WHAT YOU NEED TO DO =
Shift the bounding boxes by adding 78 to every coordinate, and give the lines again with their requests unchanged. Begin at the first line and stop after the line that contains "[825,448,1045,501]".

*** DATA PROVIDED ***

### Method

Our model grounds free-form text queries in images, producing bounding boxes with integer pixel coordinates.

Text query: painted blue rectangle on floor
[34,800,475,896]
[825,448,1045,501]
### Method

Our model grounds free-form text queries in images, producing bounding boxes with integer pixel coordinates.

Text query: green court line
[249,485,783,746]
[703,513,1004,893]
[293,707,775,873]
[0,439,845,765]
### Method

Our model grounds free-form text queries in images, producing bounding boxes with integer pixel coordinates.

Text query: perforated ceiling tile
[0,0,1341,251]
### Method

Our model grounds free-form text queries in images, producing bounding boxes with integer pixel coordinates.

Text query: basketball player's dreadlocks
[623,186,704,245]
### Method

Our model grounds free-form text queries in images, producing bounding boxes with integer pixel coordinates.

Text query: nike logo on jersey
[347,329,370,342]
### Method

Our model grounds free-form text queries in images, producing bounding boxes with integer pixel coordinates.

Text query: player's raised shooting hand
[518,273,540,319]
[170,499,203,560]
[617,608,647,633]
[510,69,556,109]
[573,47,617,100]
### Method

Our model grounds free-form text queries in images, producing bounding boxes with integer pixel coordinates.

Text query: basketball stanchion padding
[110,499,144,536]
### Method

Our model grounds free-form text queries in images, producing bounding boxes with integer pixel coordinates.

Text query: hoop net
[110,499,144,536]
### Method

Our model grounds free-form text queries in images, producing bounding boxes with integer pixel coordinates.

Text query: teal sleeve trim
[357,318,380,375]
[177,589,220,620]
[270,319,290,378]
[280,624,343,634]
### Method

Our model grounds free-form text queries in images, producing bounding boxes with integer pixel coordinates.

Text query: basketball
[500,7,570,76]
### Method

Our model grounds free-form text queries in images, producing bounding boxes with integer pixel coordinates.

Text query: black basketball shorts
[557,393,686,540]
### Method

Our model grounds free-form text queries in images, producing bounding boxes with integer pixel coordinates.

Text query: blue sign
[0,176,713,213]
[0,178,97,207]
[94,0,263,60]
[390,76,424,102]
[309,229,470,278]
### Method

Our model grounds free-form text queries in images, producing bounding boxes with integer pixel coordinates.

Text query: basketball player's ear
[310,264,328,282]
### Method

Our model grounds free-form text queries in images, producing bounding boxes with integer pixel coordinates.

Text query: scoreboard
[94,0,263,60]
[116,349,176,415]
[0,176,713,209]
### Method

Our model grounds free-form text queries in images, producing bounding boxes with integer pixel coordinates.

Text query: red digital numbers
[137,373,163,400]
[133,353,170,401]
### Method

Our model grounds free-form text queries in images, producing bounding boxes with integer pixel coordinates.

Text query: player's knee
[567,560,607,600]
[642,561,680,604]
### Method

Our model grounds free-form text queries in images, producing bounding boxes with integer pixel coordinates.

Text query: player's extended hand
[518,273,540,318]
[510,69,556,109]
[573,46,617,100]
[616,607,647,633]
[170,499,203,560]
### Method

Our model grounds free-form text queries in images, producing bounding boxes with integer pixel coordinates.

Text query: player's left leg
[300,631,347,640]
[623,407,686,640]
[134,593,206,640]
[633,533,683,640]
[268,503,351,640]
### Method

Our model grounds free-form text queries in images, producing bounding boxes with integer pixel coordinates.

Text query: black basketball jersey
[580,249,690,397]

***

COMPLETE RESPONSE =
### Method

Our model grounds free-form text queries in images, producing bounding boxes with integer pixel coordinates.

Text query: painted blue rectangle on floor
[112,878,553,974]
[903,526,1123,579]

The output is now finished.